Top

news

Stories

 

''Seems never to achieve his potential. Indolent.''

Re-reading report cards can be depressing

Literature did have something to do with my gradual disillusionment with sports. Suddenly, I started reading and everything began to change. At 14, I bought my first hardcover novel, the week it was reviewed in the London newspapers in 1974 — Joseph Heller’s forbiddingly glum and plotless portrait of middle-aged corporate despair, Something Happened, on whose every word I hung. I’d moved on to a different school by then and had started to demonstrate a certain amount of talent in one subject (English) and just enough to hoodwink examiners in two others (French and History). Not only was I reading novels, but I’d started to read poetry as well — always a bad sign.

Dylan Thomas was my hero. So was Rimbaud. Catch-22, Heller’s madly funny first novel, was my bible. I read Thom Gunn, an initially orthodox English poet who’d exiled himself to San Francisco, gobbled vast quantities of LSD and gone completely native. I loved D.H. Lawrence’s The Rainbowand Women in Love (both required texts) and Sartre’s The Age of Reason, still a potent portrait of postwar Parisian bohemia. One of the book’s characters shoplifted useless items for the sheer existential pleasure of it. Impressed by his nihilistic cool, I started doing the same, but cheated by stealing things I wanted (like a new Bob Dylan cassette).

The high point of my Sartrean shoplifting phase came, appropriately enough, on the Left Bank of Paris itself, when I spent two hours planning and then sweatily executing the theft of a shrink-wrapped edition of Allen Ginsberg’s Indian Journals in a huge, brightly lit bookstore open late into the evening on the Boulevard Something or Other. I was 15 at the time and, like a cat dropping a mouse at the feet of its owner, proudly presented my paperback trophy as a gift for my iconoclastic half brother, Brian, who was twice my age, far more talented and incomparably better-looking. It was 1975, and he was living with a sullen Frenchwoman who didn’t love him in a studio once owned by the American painter Hilaire Hiler, a friend of Henry Miller’s. When I handed him the Ginsberg, the first words out of his mouth were “Did you steal it?” That was Brian all over. He died of tobacco, alcohol and ineradicable inner demons in 1992. The last time I saw him, he was living in an apartment building that overlooked the Seine rather than another apartment building. This was fortunate, since it was Bastille Day, and to celebrate the occasion he fired a gun out the window — twice. He was a lot more Sartrean than I was.

RECORD EXCERPTS:
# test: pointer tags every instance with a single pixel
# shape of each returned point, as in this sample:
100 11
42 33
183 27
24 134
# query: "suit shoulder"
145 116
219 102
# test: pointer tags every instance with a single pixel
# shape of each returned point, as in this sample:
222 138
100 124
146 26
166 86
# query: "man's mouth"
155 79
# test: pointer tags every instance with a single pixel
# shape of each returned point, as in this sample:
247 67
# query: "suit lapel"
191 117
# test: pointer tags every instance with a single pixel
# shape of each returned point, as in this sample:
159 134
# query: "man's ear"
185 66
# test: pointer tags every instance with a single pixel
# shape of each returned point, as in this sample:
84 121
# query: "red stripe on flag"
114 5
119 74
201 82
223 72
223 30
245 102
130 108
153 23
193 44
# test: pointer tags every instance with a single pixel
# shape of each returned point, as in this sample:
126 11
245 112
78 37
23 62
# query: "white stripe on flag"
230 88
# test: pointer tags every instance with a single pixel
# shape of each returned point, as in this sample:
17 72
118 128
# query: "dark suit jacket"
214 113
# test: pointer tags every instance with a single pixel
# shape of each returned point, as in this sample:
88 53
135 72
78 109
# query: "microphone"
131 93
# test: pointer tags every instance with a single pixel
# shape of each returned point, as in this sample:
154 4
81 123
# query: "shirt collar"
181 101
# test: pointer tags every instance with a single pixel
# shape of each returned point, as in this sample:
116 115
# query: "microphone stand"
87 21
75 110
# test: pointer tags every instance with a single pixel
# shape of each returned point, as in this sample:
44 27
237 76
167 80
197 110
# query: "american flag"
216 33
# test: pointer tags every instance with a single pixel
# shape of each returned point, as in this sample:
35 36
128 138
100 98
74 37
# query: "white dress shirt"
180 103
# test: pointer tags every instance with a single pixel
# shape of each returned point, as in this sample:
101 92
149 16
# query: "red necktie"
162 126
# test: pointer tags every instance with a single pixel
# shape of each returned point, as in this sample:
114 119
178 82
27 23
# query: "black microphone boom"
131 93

SET EXERCISE A: Translate this sentence from the memoir extract into Spanish: "Literature did have something to do with my gradual disillusionment with sports."
SET EXERCISE B: In the memoir extract, what did the writer steal from the bookstore on the Left Bank of Paris?
Rely only on the memoir extract when answering.

COMPLETE OUTPUT A: La literatura sí tuvo algo que ver con mi desencanto gradual con los deportes.

COMPLETE OUTPUT B: A shrink-wrapped edition of Allen Ginsberg's Indian Journals.